(What you are asked to do)
Would you reproduce all of the entries exactly?
====
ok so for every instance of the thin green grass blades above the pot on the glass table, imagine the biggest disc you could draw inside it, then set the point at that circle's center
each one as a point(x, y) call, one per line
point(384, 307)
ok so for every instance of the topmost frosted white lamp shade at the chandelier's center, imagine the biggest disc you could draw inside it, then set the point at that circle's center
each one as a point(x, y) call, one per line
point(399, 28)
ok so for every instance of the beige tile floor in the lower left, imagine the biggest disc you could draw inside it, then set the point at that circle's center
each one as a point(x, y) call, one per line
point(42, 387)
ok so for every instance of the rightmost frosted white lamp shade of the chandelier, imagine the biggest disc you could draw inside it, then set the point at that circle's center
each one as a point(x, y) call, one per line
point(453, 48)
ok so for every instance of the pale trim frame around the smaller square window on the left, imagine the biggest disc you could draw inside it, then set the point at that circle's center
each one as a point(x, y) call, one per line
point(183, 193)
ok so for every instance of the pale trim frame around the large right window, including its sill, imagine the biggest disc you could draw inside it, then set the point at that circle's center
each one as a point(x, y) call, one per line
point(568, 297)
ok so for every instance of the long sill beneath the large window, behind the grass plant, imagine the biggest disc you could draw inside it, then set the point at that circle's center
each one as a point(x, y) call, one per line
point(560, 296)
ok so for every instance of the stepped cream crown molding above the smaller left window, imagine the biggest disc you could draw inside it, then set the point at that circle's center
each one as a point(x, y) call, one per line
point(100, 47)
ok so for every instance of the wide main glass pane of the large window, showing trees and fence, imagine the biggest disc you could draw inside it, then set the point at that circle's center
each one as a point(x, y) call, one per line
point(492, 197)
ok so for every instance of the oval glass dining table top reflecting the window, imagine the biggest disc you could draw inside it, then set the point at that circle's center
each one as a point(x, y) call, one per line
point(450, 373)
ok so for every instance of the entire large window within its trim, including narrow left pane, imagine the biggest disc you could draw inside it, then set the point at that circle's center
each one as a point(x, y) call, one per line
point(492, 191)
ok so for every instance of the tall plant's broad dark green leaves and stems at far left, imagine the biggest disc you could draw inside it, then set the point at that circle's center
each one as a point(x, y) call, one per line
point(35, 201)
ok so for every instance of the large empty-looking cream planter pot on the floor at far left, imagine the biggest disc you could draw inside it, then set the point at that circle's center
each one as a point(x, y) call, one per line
====
(Response below)
ok so for every instance of the thin green grass blades above the pot on the glass table, imagine the biggest disc you could draw inside it, then set the point at that circle's center
each one as a point(x, y) call, one per line
point(384, 307)
ok so for every instance of the topmost frosted white lamp shade at the chandelier's center, imagine the biggest disc you could draw inside it, then set the point at that circle's center
each one as a point(x, y) call, one per line
point(399, 28)
ok so for every instance of the beige tile floor in the lower left, imagine the biggest disc you could draw inside it, then set the point at that circle's center
each one as a point(x, y) call, one per line
point(42, 387)
ok so for every instance of the rightmost frosted white lamp shade of the chandelier, imagine the biggest disc you could draw inside it, then set the point at that circle's center
each one as a point(x, y) call, one per line
point(453, 48)
ok so for every instance of the pale trim frame around the smaller square window on the left, imagine the biggest disc you could draw inside it, then set the point at that circle's center
each one as a point(x, y) call, one per line
point(183, 193)
ok so for every instance of the pale trim frame around the large right window, including its sill, imagine the biggest disc you could draw inside it, then set the point at that circle's center
each one as a point(x, y) call, one per line
point(568, 297)
ok so for every instance of the long sill beneath the large window, behind the grass plant, imagine the biggest disc you could draw inside it, then set the point at that circle's center
each one as a point(x, y) call, one per line
point(560, 296)
ok so for every instance of the stepped cream crown molding above the smaller left window, imagine the biggest disc you could draw inside it, then set the point at that circle's center
each one as a point(x, y) call, one per line
point(100, 47)
ok so for every instance of the wide main glass pane of the large window, showing trees and fence, imagine the biggest disc you could draw inside it, then set the point at that circle's center
each one as a point(x, y) call, one per line
point(492, 197)
ok so for every instance of the oval glass dining table top reflecting the window, imagine the biggest disc you could draw inside it, then set the point at that circle's center
each one as a point(x, y) call, one per line
point(450, 373)
ok so for every instance of the entire large window within its trim, including narrow left pane, imagine the biggest disc you could draw inside it, then set the point at that circle's center
each one as a point(x, y) call, one per line
point(492, 191)
ok so for every instance of the tall plant's broad dark green leaves and stems at far left, imagine the biggest disc you could draw inside it, then set the point at that circle's center
each one as a point(x, y) call, one per line
point(35, 201)
ok so for every instance of the large empty-looking cream planter pot on the floor at far left, imagine the biggest disc you could draw inside it, then set the point at that circle's center
each one as a point(x, y) call, one per line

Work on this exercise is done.